*本文:*
== == ==
コウ先生コラム

ホルモン補充法が不妊体質をつくる

最初に誤解のないように断っておく。
元々ホルモンバランスが乱れていれば、それを整えることは必要。
これから述べることは、ホルモンバランスの正常な人が、より妊娠しやすくなることを目的におこなうホルモン補充のことだよ。

なぜ正常な患者にホルモン補充をおこなうの?
誰もが同じ答えを言うかもしれないね。
「より妊娠しやすくするため!」だよね。
ホルモンによって、質のよい卵子がたくさんできる。
より着床しやすい子宮環境がつくられる。
これらはカン違いなんだけど・・・。

そもそもホルモンってなんだろう?
ホルモンを卵子や子宮の栄養剤のように思っている人がたくさんいる。
でも、残念ながらホルモンにそんな能力はない。
ホルモンは単なる伝達物質。

ホルモンはメッセンジャー
量が増えても脳からの指示を伝える配達人が増えるだけ

脳が性細胞に指示を出すときのメッセンジャー。
それがホルモンの役割だ。

脳は、ホルモンという物質を使って卵巣や子宮が何をすべきかの指示を出す。
その指示に従って卵巣や子宮はそれぞれの仕事をおこなう。
女性ホルモンは卵子の栄養素ではない。とても大事なところだよ。
== == ==
*問題 A:* ホルモン補充についてのコラムに出てくる、体の器官や細胞を表す語をすべて挙げてください。
*問題 B:*
次の(i)〜(iii)がホルモン補充についてのコラムの内容と合うかを、それぞれ「はい」か「いいえ」で答え、決め手となる本文の語句をそのまま引用せよ。
(i) ホルモンバランスが元々乱れている人にも、ホルモンを整える必要はないと述べている。
(ii) ホルモンは伝達物質にすぎないと述べている。
(iii) 女性ホルモンは卵子の栄養素だと述べている。
*問題 C:* ホルモン補充についてのコラムを、最後の文の後から引き継いで書き進めよ。
== == ==
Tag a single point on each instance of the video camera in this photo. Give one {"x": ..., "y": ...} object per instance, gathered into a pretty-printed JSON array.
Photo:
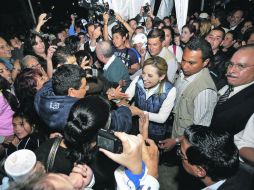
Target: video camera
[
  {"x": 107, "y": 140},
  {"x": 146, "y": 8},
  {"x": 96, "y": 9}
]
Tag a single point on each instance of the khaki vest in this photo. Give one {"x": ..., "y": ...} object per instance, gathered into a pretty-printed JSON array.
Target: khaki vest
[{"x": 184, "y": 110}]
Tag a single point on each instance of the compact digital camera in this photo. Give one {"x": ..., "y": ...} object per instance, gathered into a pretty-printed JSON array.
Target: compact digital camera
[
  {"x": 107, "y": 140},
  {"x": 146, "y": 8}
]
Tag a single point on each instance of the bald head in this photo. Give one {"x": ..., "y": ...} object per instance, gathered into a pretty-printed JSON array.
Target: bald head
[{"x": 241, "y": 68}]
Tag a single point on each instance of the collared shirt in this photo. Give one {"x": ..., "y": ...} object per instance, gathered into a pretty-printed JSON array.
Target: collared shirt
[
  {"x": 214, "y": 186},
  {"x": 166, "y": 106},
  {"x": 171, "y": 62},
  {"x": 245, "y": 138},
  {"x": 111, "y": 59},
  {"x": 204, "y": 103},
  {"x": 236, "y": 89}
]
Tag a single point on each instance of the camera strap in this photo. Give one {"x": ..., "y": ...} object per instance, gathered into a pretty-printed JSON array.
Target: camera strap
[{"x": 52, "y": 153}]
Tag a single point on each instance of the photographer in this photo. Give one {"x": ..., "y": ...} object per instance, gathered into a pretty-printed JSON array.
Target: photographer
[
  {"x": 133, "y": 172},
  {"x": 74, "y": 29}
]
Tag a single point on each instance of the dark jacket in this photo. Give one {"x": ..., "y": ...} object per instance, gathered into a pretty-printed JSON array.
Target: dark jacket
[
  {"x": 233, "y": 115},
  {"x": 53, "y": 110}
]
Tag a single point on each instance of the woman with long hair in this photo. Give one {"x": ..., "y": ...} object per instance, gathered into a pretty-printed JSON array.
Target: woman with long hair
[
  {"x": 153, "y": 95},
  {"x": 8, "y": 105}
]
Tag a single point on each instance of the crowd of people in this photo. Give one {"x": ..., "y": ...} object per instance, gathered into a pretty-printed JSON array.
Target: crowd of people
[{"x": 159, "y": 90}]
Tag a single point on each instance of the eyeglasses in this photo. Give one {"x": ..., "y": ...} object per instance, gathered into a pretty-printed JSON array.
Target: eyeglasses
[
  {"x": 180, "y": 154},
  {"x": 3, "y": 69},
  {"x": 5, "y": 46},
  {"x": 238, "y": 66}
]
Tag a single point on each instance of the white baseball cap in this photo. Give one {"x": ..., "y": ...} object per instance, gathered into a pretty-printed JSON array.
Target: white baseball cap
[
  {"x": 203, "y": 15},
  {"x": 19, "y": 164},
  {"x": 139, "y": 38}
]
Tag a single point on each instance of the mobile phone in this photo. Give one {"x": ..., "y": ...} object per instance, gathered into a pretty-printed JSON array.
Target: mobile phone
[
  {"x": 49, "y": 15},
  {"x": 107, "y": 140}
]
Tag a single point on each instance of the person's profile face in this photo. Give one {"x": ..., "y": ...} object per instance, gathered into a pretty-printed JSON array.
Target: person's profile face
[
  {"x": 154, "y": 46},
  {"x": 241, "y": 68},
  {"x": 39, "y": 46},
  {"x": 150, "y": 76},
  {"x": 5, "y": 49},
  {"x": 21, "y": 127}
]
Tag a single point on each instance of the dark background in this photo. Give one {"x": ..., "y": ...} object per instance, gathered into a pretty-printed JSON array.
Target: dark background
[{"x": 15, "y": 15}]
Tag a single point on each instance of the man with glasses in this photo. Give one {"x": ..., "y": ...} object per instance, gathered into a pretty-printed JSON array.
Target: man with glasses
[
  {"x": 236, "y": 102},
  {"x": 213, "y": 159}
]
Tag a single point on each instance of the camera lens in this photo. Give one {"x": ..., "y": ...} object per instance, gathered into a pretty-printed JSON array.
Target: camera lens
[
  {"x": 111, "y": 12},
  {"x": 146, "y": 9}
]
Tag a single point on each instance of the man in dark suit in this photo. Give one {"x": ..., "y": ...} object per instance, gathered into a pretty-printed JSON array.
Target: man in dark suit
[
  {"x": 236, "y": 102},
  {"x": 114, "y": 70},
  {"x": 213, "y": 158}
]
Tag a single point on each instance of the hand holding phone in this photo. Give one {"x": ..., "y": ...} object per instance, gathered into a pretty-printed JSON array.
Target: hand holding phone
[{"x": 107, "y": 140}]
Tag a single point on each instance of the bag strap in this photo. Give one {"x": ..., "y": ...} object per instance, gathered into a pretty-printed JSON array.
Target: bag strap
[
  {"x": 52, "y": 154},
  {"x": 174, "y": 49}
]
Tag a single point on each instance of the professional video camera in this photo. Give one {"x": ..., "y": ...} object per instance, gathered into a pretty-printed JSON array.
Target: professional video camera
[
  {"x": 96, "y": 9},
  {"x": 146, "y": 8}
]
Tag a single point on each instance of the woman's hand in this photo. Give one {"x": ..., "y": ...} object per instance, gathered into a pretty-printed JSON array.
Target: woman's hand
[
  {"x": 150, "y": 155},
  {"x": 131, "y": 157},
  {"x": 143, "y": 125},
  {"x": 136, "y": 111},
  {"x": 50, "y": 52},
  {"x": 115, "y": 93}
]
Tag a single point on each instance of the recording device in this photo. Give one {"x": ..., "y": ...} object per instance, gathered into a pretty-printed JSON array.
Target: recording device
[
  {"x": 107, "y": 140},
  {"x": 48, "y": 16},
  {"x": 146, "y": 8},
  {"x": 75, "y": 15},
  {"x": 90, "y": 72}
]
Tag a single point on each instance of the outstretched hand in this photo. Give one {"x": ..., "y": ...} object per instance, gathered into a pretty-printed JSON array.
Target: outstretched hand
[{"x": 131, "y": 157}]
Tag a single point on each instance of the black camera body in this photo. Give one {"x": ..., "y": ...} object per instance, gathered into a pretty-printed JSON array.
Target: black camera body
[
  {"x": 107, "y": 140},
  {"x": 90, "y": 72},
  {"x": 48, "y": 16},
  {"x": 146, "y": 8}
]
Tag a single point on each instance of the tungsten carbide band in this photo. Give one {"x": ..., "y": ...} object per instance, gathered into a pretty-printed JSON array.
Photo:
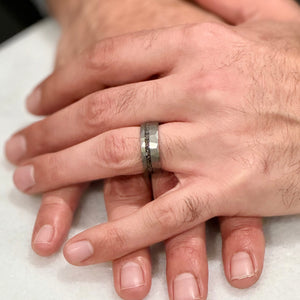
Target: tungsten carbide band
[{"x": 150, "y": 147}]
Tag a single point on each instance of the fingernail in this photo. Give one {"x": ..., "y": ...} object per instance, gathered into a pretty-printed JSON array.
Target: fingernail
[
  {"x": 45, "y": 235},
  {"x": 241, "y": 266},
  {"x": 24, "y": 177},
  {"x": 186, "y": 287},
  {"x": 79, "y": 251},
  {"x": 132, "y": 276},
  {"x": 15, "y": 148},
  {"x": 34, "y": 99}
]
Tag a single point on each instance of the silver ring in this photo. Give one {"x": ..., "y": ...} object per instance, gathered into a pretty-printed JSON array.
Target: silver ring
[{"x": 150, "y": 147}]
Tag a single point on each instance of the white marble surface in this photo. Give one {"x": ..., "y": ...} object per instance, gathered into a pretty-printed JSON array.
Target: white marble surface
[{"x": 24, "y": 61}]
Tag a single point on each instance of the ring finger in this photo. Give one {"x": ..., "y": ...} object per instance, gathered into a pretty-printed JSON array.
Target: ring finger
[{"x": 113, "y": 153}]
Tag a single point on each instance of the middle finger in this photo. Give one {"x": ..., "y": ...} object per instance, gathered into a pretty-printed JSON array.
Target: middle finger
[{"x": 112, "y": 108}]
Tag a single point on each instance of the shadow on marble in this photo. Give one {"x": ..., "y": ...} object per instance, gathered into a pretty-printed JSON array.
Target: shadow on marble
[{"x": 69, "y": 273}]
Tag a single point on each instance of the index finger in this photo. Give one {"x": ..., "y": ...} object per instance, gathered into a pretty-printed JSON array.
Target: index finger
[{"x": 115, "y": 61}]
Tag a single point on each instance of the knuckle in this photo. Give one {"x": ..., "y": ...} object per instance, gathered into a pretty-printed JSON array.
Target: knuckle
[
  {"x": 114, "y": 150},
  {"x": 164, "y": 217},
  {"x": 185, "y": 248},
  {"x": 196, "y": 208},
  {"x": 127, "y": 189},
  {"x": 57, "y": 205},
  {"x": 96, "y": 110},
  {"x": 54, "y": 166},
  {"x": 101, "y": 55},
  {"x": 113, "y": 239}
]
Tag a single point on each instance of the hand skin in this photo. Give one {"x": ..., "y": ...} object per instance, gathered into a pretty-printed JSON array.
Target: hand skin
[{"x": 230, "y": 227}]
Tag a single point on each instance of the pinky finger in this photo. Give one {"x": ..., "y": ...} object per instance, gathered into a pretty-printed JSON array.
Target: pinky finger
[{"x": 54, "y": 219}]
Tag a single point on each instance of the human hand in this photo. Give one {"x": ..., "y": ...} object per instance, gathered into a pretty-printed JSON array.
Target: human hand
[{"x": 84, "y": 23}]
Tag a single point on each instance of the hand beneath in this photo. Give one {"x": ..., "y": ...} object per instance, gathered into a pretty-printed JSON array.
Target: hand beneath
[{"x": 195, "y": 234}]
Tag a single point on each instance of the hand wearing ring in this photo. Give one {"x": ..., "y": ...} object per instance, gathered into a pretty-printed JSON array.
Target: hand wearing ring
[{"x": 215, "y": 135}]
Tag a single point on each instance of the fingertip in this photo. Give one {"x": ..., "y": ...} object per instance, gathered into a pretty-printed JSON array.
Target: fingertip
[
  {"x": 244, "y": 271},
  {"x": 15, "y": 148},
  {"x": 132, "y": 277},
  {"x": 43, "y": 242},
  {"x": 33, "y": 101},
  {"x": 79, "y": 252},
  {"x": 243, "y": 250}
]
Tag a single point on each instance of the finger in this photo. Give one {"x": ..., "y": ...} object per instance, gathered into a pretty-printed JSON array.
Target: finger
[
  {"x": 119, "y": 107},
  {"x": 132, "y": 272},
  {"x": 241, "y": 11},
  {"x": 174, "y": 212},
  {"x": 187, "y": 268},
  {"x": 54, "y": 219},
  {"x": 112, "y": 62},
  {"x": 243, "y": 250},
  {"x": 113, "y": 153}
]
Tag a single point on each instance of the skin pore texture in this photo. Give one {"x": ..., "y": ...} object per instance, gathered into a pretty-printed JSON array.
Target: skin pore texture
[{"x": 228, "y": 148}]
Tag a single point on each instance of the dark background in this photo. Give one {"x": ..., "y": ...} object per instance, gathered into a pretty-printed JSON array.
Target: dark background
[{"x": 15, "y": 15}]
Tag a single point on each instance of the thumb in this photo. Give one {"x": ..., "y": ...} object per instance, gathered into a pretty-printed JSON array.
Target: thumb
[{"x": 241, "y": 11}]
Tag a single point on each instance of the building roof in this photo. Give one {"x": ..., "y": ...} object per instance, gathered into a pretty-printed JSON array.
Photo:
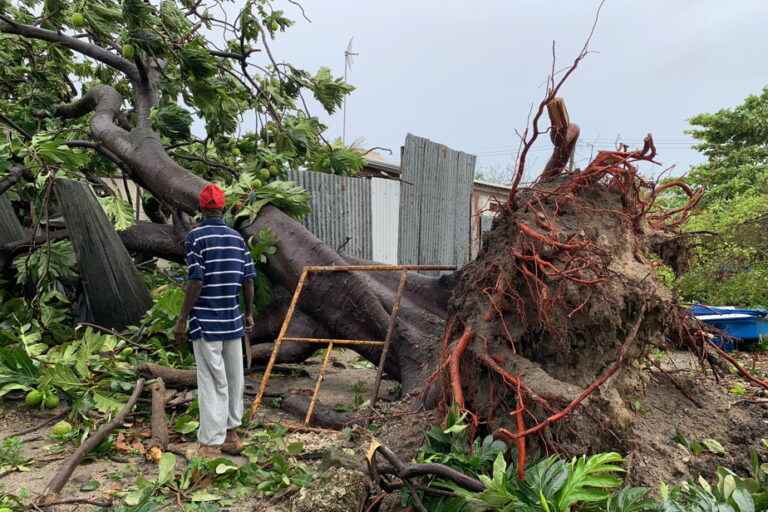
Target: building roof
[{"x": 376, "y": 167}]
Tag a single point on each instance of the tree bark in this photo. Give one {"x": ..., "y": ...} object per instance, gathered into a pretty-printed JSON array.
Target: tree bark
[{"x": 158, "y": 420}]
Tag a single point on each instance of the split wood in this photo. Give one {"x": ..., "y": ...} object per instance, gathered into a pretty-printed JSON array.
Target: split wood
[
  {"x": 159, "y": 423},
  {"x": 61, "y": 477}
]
== == ==
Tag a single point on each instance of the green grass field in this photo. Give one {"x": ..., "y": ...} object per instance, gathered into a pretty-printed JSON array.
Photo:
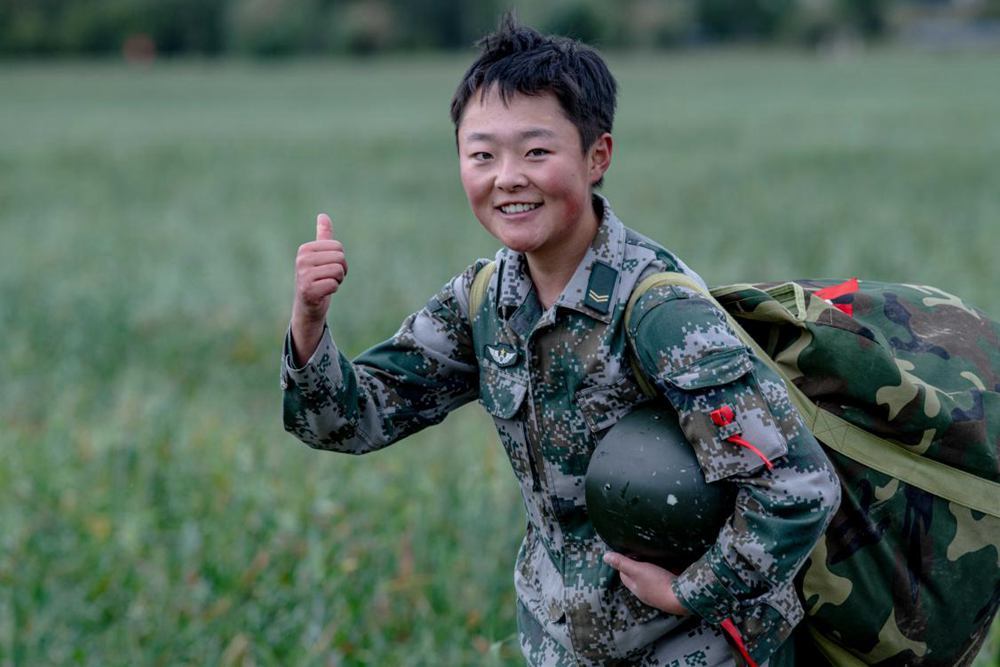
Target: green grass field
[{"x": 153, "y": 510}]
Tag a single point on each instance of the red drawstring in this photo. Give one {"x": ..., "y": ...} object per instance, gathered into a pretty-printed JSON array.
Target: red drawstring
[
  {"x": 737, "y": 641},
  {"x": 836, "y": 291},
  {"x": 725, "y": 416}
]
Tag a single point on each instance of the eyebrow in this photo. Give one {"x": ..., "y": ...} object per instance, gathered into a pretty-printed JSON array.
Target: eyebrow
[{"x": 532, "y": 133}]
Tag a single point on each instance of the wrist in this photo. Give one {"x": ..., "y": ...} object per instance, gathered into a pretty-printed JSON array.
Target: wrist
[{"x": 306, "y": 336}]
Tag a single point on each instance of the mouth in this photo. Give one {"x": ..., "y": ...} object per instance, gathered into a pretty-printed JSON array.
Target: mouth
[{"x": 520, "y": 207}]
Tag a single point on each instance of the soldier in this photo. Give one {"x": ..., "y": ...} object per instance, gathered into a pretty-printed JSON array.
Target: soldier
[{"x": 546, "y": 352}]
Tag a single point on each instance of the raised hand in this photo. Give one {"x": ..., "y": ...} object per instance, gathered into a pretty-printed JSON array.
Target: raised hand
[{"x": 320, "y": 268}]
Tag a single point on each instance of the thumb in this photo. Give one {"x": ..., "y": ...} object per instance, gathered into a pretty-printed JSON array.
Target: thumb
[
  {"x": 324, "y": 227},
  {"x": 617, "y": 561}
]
== == ==
*解答 A:* 卵子、子宮、脳、性細胞、卵巣

*解答 B:*
(i) いいえ。「元々ホルモンバランスが乱れていれば、それを整えることは必要。」
(ii) はい。「ホルモンは単なる伝達物質。」
(iii) いいえ。「女性ホルモンは卵子の栄養素ではない。」

*解答 C:*
ホルモンの量が増えても卵子の質がよくなるわけではない。
強制的にホルモンを加えると、マイナスの影響さえ出てしまうんだ。

元々、ホルモンは卵巣で使われるよりも少し多くつくられる。
そして余ったホルモン量から、どのくらい新しく分泌するかを調節している。
そこに必要以上のホルモンを大量に投与したらどうなると思う?
カラダは新しいホルモンを生成しなくなる。
すると、更年期症状が起こったり、30代前半で閉経してしまう人もいる。
ホルモン補充とは、脳が卵巣にもっと働くよう拡声器で怒鳴り散らす状態だ。
自然状態では1個しか育たないはずの卵胞が、数個、数十個と育つ。
今度は増えすぎた卵胞の数を補うだけの栄養が不足する。
1個1個の卵子は栄養不足になる。